--- BEGIN ---

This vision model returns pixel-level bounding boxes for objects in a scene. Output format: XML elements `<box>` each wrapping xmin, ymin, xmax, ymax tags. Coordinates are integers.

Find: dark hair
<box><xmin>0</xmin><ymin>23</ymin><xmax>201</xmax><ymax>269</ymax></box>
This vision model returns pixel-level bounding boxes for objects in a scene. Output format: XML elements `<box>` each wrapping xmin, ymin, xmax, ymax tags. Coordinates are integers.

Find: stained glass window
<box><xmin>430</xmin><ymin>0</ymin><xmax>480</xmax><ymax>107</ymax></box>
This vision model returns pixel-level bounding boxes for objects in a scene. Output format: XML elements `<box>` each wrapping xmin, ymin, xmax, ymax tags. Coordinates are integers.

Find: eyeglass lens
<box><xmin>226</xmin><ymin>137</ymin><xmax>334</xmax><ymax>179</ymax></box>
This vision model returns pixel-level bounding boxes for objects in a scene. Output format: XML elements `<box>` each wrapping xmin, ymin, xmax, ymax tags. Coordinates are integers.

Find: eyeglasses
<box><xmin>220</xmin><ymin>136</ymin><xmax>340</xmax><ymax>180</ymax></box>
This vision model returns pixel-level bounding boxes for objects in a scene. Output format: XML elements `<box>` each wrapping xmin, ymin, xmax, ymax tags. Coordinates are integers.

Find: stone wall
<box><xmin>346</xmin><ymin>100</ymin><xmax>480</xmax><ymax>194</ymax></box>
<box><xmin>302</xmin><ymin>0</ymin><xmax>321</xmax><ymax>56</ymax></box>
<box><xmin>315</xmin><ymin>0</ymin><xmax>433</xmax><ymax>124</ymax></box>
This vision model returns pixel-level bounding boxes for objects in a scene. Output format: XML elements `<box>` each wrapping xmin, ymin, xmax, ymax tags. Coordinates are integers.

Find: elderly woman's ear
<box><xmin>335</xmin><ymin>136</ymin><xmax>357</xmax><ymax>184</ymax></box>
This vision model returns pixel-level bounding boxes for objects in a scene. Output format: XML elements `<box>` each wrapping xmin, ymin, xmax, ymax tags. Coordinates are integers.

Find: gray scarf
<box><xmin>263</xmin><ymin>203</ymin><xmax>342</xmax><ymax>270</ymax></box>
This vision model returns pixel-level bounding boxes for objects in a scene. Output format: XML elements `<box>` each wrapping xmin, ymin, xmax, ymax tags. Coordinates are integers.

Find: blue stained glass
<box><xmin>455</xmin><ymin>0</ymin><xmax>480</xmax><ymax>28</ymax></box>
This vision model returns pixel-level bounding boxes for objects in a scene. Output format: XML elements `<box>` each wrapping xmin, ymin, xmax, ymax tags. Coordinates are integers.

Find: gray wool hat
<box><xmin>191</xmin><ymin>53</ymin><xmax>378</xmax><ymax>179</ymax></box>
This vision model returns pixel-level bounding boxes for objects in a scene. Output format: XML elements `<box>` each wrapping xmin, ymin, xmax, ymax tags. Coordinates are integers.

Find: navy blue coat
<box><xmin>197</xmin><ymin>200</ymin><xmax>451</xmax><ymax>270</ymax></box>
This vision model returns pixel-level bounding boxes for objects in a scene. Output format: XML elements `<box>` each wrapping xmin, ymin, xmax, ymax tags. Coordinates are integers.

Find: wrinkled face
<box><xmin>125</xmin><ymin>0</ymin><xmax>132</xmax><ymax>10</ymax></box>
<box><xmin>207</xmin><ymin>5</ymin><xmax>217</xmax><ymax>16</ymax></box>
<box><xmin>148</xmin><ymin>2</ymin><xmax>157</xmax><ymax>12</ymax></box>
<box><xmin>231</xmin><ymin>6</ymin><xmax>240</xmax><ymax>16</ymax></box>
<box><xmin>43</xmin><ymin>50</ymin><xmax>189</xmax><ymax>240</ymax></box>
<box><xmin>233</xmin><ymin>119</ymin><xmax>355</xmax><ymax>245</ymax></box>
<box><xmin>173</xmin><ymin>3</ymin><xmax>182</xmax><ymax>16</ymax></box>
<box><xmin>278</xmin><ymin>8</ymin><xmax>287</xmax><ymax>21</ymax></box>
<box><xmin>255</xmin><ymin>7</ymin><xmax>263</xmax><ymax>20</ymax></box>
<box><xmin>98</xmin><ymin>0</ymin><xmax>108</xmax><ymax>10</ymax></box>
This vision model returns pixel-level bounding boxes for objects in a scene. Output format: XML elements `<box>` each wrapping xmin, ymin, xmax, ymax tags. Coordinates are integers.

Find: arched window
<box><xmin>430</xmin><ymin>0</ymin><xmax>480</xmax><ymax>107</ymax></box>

--- END ---
--- BEGIN ---

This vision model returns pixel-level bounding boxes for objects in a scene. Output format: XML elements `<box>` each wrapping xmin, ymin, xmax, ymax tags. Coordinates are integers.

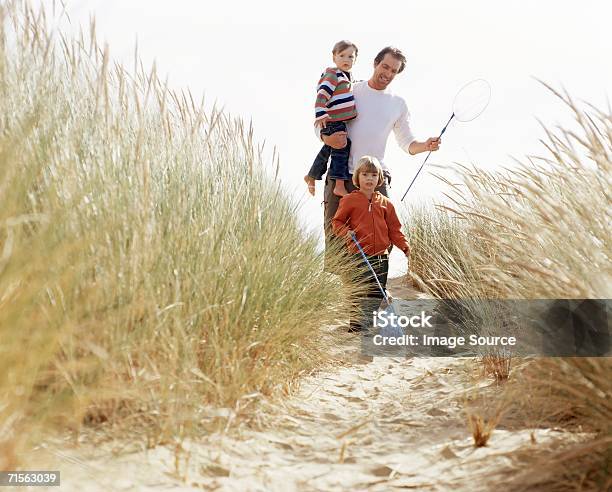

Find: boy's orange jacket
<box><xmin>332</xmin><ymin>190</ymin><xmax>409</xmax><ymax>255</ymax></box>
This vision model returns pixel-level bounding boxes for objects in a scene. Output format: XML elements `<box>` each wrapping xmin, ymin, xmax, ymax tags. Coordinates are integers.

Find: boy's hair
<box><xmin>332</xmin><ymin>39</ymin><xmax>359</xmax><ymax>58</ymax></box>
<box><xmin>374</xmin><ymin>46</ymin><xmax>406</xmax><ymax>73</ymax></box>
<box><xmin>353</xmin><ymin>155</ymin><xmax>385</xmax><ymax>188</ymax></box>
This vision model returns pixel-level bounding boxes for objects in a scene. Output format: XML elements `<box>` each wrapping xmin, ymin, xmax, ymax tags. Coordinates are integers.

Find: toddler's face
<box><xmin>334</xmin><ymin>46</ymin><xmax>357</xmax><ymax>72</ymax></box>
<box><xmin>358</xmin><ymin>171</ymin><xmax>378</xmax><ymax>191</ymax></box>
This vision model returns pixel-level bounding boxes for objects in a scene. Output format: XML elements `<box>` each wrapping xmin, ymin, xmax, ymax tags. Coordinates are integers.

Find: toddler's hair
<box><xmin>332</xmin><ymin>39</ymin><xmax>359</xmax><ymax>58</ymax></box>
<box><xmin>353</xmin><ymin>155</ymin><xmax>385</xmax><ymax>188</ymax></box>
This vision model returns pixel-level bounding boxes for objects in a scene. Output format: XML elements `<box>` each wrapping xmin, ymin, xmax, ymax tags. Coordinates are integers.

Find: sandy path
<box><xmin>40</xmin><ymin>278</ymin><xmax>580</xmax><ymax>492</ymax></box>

--- END ---

How many lines in the entries above contain the word "stained"? Reply with the number only.

2